LISTE DES TÂCHES:
**1.** Selon l'article sur le concert pour le Hirak, sur quelles plateformes l'évènement musical sera-t-il diffusé ?
**2.** Poursuivez l'article sur le concert « Songs of Freedom » en reprenant juste après sa dernière phrase.

##### EXTRAIT DU DOCUMENT #####

Roger Esmiol       Commission Afrique du Parti de Gauche

Nous publions ci-après un article du quotidien « Le Matin d’Algérie » du 22 mai 2020 intitulé : Chants pour la liberté : des artistes chanteront pour le Hirak

Sous l’intitulé « Songs of Fredoom » (Chants de liberté), l’évènement musical sera diffusé samedi à partir de 20H00 GMT (21H00 à Alger) en ligne sur YouTube et sur plusieurs pages Facebook, selon les organisateurs. Il coïncidera avec l’Aïd El Fitr, la fête qui marque la fin du mois de jeûne du ramadan.

##### ÉLÉMENTS RÉPERTORIÉS #####

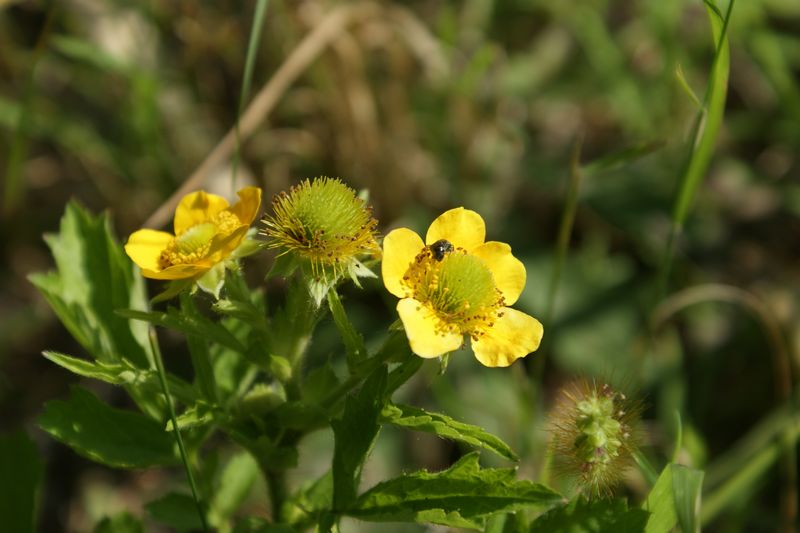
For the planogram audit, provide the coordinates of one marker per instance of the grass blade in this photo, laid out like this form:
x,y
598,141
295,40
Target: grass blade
x,y
252,46
706,129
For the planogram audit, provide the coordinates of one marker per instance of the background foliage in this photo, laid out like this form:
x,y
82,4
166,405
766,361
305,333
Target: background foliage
x,y
430,105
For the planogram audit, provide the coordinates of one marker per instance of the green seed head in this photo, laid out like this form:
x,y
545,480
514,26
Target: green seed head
x,y
323,222
593,431
459,287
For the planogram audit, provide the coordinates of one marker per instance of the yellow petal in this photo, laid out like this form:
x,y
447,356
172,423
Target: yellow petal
x,y
144,247
462,227
420,324
247,207
196,208
512,336
507,270
400,247
177,271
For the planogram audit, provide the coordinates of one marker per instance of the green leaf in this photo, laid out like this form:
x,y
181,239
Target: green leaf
x,y
354,435
178,511
319,382
461,496
308,503
198,415
675,497
120,523
353,341
22,471
114,373
446,427
196,325
233,487
592,516
109,436
93,278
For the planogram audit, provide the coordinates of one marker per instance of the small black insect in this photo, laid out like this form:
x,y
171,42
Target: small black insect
x,y
441,248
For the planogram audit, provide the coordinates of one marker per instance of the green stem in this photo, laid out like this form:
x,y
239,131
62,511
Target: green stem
x,y
176,431
276,482
198,350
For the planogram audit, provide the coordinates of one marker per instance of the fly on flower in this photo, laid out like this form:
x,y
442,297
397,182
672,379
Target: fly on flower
x,y
207,233
455,284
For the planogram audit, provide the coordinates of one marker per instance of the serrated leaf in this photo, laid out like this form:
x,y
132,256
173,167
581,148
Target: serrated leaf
x,y
592,516
200,414
233,487
675,496
442,425
114,373
352,339
123,373
354,434
461,496
176,510
113,437
22,471
94,277
196,325
319,382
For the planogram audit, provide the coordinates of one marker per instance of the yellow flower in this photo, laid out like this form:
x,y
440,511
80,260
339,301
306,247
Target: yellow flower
x,y
207,231
456,284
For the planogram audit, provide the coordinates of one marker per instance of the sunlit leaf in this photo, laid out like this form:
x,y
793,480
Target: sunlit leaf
x,y
592,516
442,425
461,496
113,437
354,435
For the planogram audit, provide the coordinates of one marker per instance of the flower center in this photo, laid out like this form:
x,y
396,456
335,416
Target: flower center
x,y
195,243
458,287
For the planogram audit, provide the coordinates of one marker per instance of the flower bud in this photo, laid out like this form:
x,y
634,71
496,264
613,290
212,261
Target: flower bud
x,y
594,435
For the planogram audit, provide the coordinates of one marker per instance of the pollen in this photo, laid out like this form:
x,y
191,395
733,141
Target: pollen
x,y
190,246
459,288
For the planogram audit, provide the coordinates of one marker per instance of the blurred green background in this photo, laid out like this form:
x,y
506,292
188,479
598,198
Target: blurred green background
x,y
432,104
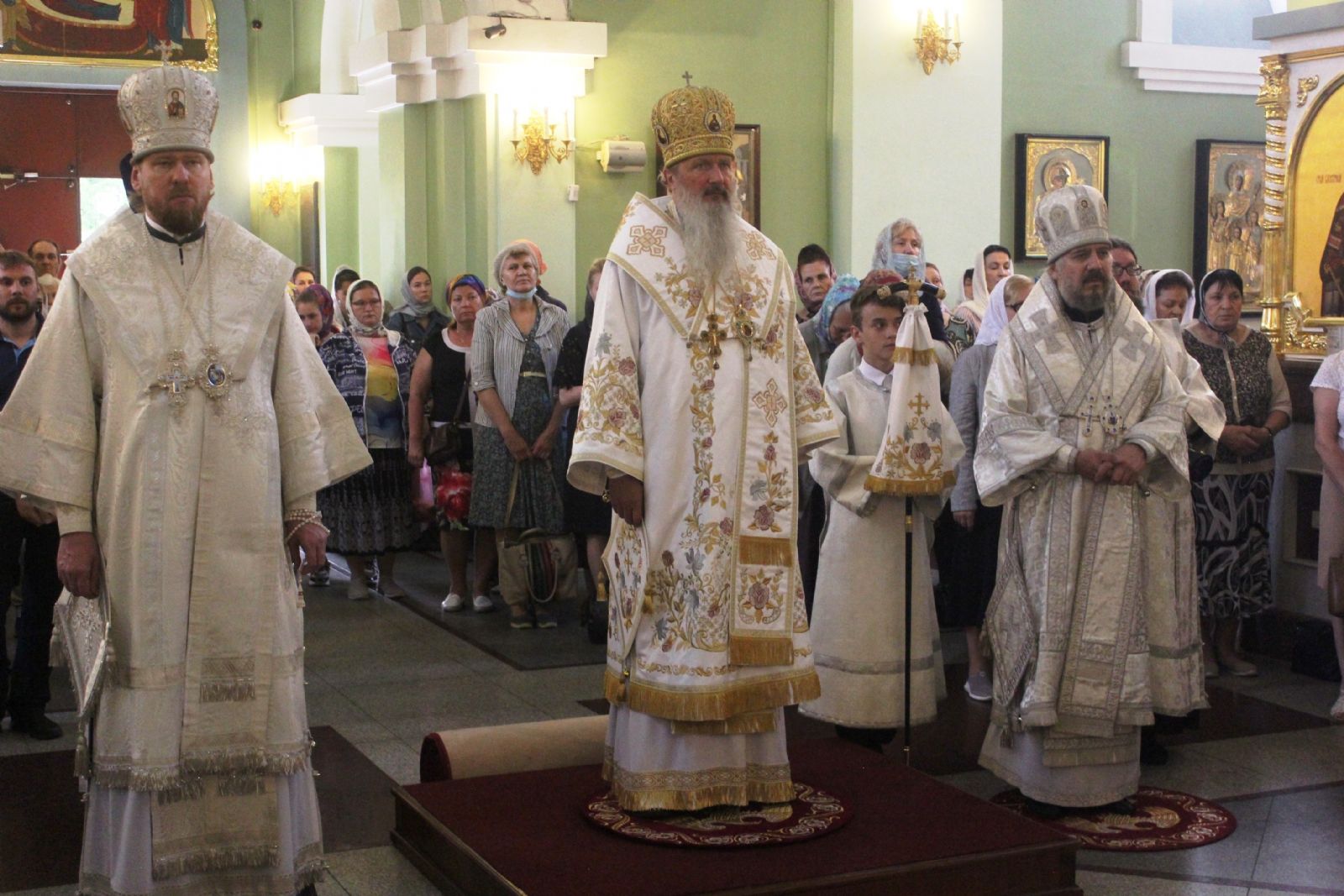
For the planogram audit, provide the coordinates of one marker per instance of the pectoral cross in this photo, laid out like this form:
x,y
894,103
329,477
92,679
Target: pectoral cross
x,y
712,335
175,382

#####

EXERCICES CORRIGÉS:
**1.** En ligne sur YouTube et sur plusieurs pages Facebook.

**2.**
L’heure est à la résistance ! De nombreux chanteurs ont décidé de réagir au climat de répression imposé par le pouvoir depuis quelques mois. Samedi, des chanteurs vont unir leur voir pour s’élever contre les arrestations et la censure. Parmi les artistes qui participeront à l’initiative, le groupe algéro-québecois Labess, le rockeur Cheikh Sidi Bémol et la chanteuse de pop amazighe, Amel Zen. La star Souad Massi, qui s’est engagée en faveur du « Hirak », a aussi promis de se joindre à l’évènement.
L’idée du concert est née à l’initiative d’un collectif d’Algériens de la diaspora américaine, Free Algeria, rejoint par d’autres associations d’Algériens basés en France et par le média alternatif Radio Corona Internationale.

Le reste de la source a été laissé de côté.